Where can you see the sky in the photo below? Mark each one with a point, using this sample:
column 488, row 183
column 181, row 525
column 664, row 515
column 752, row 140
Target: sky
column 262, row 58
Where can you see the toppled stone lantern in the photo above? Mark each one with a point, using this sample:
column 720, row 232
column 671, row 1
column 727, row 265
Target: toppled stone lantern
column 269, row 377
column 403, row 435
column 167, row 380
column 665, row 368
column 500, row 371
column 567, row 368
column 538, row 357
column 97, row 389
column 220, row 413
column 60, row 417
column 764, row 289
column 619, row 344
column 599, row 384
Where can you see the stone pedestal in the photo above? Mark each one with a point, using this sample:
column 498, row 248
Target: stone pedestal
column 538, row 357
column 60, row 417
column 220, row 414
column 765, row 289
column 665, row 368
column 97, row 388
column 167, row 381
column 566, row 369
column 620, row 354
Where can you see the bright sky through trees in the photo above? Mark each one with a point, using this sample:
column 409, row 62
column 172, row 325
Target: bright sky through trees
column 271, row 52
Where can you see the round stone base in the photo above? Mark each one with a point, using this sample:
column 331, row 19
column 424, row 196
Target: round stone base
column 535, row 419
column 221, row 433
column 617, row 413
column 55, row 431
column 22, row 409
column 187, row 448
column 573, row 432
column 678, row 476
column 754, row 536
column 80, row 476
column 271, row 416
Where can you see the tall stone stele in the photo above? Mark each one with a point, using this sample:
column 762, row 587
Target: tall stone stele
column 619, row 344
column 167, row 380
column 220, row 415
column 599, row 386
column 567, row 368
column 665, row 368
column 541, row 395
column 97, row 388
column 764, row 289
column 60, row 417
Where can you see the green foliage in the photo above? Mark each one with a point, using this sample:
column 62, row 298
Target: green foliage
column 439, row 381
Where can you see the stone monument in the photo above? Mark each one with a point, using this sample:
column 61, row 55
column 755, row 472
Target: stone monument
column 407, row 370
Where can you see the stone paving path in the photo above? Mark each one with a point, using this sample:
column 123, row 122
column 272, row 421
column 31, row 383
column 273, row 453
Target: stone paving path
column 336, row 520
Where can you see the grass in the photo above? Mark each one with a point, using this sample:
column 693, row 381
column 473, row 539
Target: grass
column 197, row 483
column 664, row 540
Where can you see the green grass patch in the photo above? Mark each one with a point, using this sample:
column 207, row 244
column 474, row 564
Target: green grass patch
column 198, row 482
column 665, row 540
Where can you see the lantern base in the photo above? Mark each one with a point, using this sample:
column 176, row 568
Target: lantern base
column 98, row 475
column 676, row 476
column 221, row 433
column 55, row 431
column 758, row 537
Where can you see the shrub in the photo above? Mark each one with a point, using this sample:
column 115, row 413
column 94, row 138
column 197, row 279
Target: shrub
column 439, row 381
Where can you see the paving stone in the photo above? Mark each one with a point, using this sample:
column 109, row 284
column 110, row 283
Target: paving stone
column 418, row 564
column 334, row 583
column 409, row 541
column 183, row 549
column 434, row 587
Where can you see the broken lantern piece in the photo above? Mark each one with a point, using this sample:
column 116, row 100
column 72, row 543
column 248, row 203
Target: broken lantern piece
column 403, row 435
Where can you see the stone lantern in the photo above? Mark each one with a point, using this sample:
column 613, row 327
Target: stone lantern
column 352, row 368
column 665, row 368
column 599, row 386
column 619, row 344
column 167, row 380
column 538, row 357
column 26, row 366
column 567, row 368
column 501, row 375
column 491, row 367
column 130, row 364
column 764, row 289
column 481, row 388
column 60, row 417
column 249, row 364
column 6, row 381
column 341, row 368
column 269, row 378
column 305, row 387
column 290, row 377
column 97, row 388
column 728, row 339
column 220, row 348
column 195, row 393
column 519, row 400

--

*Directions for this task*
Copy down the material above exactly as it is.

*Task output*
Where can you see the sky in the photo below? Mark each one with a point, using this sample:
column 488, row 183
column 181, row 525
column 664, row 515
column 752, row 140
Target: sky
column 262, row 58
Where can you see the toppled stone lantern in the photo above? Mark each one with a point, using this sample:
column 720, row 232
column 671, row 1
column 727, row 265
Target: toppled stone lantern
column 269, row 377
column 403, row 435
column 167, row 380
column 665, row 368
column 500, row 371
column 567, row 368
column 538, row 357
column 97, row 389
column 220, row 413
column 60, row 417
column 764, row 289
column 619, row 344
column 599, row 384
Where can you see the stone pedestal in the photo above? Mark each one with a point, using this sample:
column 498, row 248
Target: stone pedestal
column 538, row 357
column 60, row 417
column 220, row 414
column 765, row 289
column 665, row 368
column 97, row 388
column 167, row 381
column 566, row 369
column 620, row 354
Where can you see the bright sky through trees in the photo above? Mark each one with a point, using this sample:
column 409, row 62
column 172, row 325
Target: bright sky through trees
column 271, row 52
Where can you see the round stone base in the photo above? Mark each one with a point, using this sample:
column 331, row 19
column 424, row 196
Target: round stone base
column 535, row 419
column 221, row 433
column 617, row 413
column 55, row 431
column 22, row 409
column 187, row 448
column 573, row 432
column 678, row 476
column 754, row 536
column 80, row 476
column 271, row 416
Where can you see the tall stone stele in the photo above? Mark each one with a point, using this sample:
column 762, row 587
Target: tall stone stele
column 619, row 344
column 167, row 380
column 220, row 415
column 599, row 386
column 567, row 368
column 665, row 368
column 541, row 395
column 97, row 388
column 764, row 289
column 60, row 417
Where can you see the green foliage in the photo above? Mark each one with a point, using this sample:
column 62, row 298
Target: green foliage
column 439, row 381
Where can you see the stone monument in the photo above? Mark each one with a point, using this sample:
column 61, row 55
column 755, row 472
Target: stone monument
column 407, row 370
Where can you see the stone paving path in the photo above? Mark each one with a point, using this sample:
column 123, row 122
column 272, row 421
column 31, row 383
column 273, row 453
Target: stone paving path
column 336, row 520
Where can you see the grass in the photo above? Mark each one with a point, using this sample:
column 693, row 381
column 473, row 539
Target: grass
column 197, row 483
column 664, row 540
Where can you see the green grass patch in the photo above? Mark each one with a point, using this sample:
column 207, row 244
column 474, row 564
Target: green grass patch
column 198, row 482
column 665, row 540
Where can you see the lantern base in the photo above? Mark each one with a point, using this sample:
column 176, row 568
Target: lantern base
column 98, row 475
column 676, row 476
column 221, row 433
column 55, row 431
column 758, row 537
Where can you see the shrub in the photo above? Mark each one with a point, using this sample:
column 115, row 413
column 94, row 138
column 197, row 279
Target: shrub
column 439, row 381
Where can you see the paving stone in the photo above? Mark each one with a point, using this sample:
column 109, row 284
column 110, row 283
Target: paving stone
column 418, row 564
column 334, row 583
column 409, row 541
column 183, row 549
column 434, row 587
Where can you see the broken lantern piece in the photo above? Mark each one with a point, using this sample:
column 116, row 100
column 72, row 543
column 248, row 203
Target: broken lantern piece
column 403, row 435
Where can you see the stone lantern in the photo above? Mark each one with a point, using this sample:
column 613, row 327
Target: stone lantern
column 352, row 368
column 665, row 368
column 599, row 386
column 619, row 344
column 167, row 380
column 538, row 357
column 26, row 366
column 567, row 368
column 501, row 375
column 491, row 367
column 130, row 364
column 764, row 289
column 481, row 388
column 60, row 417
column 249, row 364
column 6, row 381
column 341, row 368
column 269, row 378
column 305, row 387
column 290, row 377
column 97, row 388
column 728, row 339
column 220, row 348
column 195, row 393
column 519, row 400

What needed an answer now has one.